--- START ---

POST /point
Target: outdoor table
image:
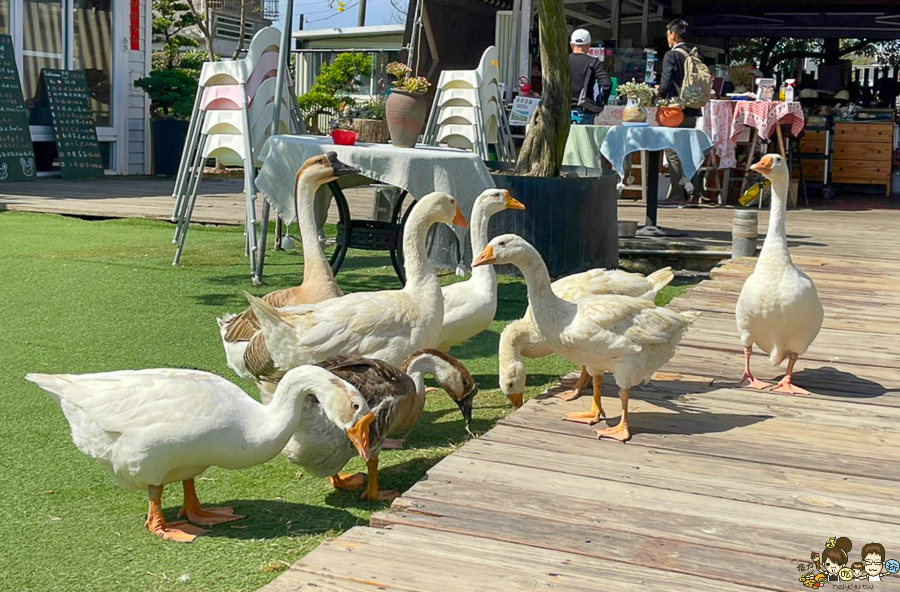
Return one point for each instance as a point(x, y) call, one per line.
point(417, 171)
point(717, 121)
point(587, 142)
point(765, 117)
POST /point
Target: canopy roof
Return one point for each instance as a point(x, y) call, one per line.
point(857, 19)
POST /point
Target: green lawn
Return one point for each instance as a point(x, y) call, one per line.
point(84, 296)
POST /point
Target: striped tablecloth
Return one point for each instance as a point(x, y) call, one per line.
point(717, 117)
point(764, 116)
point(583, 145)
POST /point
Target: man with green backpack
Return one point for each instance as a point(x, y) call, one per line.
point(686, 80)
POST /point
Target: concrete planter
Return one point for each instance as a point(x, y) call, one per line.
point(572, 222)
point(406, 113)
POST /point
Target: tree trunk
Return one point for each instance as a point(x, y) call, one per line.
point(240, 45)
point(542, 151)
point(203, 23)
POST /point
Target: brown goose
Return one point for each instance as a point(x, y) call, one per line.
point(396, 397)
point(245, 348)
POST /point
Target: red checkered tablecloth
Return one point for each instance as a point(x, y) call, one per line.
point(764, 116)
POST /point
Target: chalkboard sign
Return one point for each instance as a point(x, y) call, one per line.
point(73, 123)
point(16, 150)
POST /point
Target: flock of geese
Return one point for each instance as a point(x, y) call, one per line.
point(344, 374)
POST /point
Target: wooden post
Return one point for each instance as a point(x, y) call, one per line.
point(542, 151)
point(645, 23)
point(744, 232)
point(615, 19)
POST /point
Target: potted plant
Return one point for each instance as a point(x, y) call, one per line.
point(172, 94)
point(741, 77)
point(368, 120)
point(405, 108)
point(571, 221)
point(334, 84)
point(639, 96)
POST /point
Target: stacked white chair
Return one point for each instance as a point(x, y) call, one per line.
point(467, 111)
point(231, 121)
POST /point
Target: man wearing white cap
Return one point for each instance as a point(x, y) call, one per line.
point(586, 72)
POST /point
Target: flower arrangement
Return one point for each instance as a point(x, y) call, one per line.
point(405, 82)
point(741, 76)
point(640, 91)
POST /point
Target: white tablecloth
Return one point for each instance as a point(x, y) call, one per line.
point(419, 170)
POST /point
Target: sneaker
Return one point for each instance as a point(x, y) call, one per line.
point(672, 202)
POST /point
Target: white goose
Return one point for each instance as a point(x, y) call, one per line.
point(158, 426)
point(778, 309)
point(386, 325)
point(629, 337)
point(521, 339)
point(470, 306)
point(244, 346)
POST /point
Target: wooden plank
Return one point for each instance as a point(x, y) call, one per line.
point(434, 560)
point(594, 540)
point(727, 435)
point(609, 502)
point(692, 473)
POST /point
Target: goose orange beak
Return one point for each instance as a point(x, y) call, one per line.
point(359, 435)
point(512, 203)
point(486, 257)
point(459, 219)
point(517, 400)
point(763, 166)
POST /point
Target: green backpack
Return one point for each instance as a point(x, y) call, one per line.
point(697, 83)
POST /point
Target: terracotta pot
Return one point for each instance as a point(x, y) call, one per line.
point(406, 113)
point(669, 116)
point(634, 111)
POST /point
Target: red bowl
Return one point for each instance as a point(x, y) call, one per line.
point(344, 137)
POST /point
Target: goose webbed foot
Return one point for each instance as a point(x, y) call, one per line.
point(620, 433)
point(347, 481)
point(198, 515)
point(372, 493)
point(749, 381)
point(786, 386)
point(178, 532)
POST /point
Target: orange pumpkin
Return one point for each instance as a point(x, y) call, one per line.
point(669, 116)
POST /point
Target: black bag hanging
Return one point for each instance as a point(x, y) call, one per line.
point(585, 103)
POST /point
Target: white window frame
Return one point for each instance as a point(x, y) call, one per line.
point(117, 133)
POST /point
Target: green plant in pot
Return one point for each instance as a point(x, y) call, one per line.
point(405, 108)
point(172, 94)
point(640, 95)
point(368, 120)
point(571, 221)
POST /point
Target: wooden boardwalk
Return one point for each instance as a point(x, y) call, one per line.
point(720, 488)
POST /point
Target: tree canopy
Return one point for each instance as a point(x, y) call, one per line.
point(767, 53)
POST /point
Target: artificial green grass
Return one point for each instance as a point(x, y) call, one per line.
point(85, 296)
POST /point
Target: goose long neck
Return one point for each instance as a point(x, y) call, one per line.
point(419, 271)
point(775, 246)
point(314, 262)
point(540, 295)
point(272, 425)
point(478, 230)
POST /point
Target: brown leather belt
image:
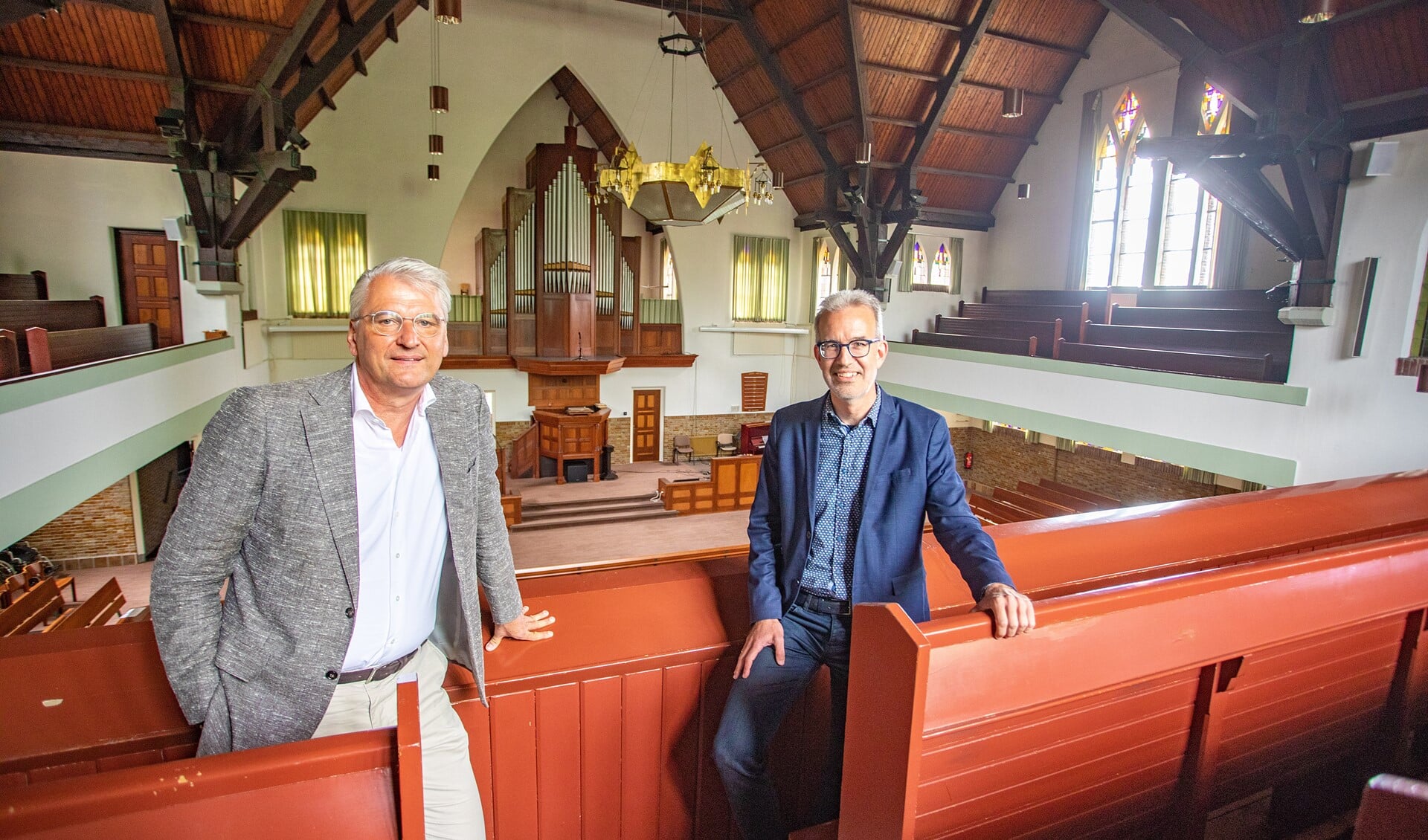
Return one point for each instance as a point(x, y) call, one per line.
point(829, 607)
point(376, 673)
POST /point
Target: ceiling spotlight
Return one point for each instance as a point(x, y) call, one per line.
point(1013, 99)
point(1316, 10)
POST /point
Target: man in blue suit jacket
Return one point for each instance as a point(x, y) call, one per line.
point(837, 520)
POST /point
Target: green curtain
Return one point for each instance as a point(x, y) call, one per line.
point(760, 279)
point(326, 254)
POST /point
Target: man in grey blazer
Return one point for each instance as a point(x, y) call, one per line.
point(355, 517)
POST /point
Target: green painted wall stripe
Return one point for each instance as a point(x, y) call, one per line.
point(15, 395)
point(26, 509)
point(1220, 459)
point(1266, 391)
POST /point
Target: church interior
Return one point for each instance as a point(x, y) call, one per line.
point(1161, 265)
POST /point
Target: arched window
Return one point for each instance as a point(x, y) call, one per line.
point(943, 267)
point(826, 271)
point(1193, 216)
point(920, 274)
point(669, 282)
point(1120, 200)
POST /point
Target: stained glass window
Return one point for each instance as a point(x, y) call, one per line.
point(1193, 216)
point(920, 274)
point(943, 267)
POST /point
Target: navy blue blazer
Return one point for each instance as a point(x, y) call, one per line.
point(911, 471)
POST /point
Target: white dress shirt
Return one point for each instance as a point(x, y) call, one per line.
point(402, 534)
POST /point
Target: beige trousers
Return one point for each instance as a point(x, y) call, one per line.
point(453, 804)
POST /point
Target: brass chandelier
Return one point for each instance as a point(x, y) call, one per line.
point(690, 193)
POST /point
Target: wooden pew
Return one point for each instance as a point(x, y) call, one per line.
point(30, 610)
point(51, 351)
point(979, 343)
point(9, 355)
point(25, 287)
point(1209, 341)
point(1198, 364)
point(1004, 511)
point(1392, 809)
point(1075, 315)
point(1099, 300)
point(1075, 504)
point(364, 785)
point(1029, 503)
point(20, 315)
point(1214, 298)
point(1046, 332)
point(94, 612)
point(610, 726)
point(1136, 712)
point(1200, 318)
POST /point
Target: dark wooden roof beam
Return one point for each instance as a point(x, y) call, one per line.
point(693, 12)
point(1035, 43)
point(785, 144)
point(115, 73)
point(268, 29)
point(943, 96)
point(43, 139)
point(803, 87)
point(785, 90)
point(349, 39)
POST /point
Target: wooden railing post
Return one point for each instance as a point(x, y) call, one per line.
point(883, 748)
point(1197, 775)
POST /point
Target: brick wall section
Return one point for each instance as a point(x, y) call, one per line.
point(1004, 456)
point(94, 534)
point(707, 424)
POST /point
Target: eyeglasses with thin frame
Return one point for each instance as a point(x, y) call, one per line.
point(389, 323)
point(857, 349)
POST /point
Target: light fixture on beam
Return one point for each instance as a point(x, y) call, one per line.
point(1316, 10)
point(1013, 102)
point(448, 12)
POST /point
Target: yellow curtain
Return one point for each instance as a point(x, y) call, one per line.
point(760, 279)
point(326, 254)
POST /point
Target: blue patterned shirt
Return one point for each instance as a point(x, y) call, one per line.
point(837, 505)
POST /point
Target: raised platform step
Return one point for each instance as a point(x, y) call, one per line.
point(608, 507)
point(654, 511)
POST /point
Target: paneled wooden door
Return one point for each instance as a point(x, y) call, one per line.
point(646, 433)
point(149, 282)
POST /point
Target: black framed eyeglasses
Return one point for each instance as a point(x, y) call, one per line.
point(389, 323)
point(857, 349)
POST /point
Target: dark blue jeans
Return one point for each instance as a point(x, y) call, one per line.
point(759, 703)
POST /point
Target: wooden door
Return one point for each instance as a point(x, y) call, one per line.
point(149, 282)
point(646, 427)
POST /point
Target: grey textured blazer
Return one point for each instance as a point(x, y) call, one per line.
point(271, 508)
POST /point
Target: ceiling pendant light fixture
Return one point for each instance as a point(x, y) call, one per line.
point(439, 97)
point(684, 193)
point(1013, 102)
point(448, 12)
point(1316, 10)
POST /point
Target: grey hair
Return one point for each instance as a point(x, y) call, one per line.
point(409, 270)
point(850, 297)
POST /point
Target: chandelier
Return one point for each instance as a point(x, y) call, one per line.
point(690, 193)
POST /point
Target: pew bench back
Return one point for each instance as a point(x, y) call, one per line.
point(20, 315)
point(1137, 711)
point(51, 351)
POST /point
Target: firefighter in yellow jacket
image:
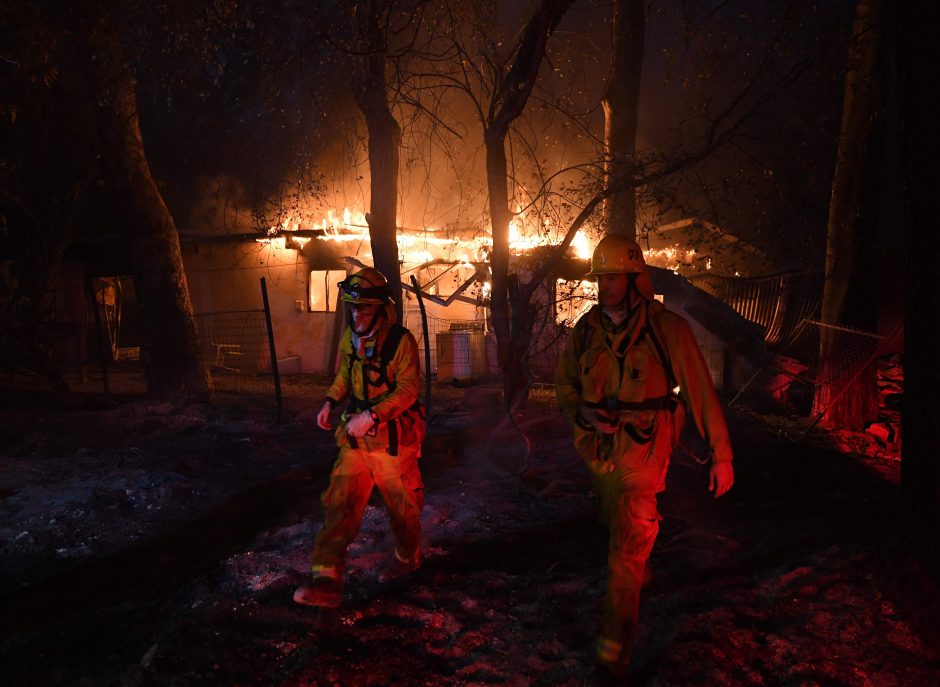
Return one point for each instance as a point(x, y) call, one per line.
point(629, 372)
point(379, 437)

--- END ---

STATED PROBLEM –
Scale the records from the start through the line containing "point(639, 96)", both ends included. Write out every line again, changing only the point coordinates in the answers: multiply each by 2.2 and round to the nearest whole number, with halves rounded up, and leave out the pictures.

WRITTEN ANSWER –
POST /point
Target: outdoor table
image:
Return one point for each instance as a point(x, y) call, one per line.
point(917, 376)
point(1577, 266)
point(1291, 312)
point(1683, 257)
POST /point
Target: canopy roof
Return one point for each instance as a point(x, y) call, one per line.
point(1885, 42)
POST /point
Target: green lawn
Return one point for each instance as a point(x, y) call, one per line.
point(185, 651)
POST /point
Target: striped tablecloth
Return one point for each instance as a point(x, y) call, one per line.
point(1577, 257)
point(1681, 255)
point(1283, 319)
POST /point
Target: man with green backpack
Return one point for each instance as a point(x, y) call, one per line.
point(1509, 176)
POST /point
Target: concrete planter
Return one point for each instance as a point(x, y) call, one per line.
point(1258, 488)
point(893, 249)
POST /point
Target: tree trunk
Return one point for each instance as a point(x, y) call, one per line.
point(528, 99)
point(1192, 332)
point(447, 51)
POST /point
Target: brown goose
Return one point for each instance as a point(x, y) call, one per line.
point(871, 873)
point(539, 766)
POST /point
Target: red checkered tablecloth
Return one point for each instance as a point(x, y) call, one per line.
point(1681, 255)
POST /point
Target: chalkboard sign
Return one point for each instance as a point(x, y) call, one per line.
point(161, 271)
point(35, 330)
POST /point
Target: flock of geese
Return one point for each instance as a point(x, y) call, one per line.
point(757, 823)
POST /point
Target: wooden post
Return one point for each instance as a point(x, y) call, one per line.
point(1192, 332)
point(1419, 51)
point(1637, 510)
point(1353, 42)
POST /point
Target: potted plant
Return one point for each instance as a point(x, y) call, one per line.
point(378, 207)
point(1630, 169)
point(810, 264)
point(891, 238)
point(1256, 486)
point(735, 185)
point(1406, 211)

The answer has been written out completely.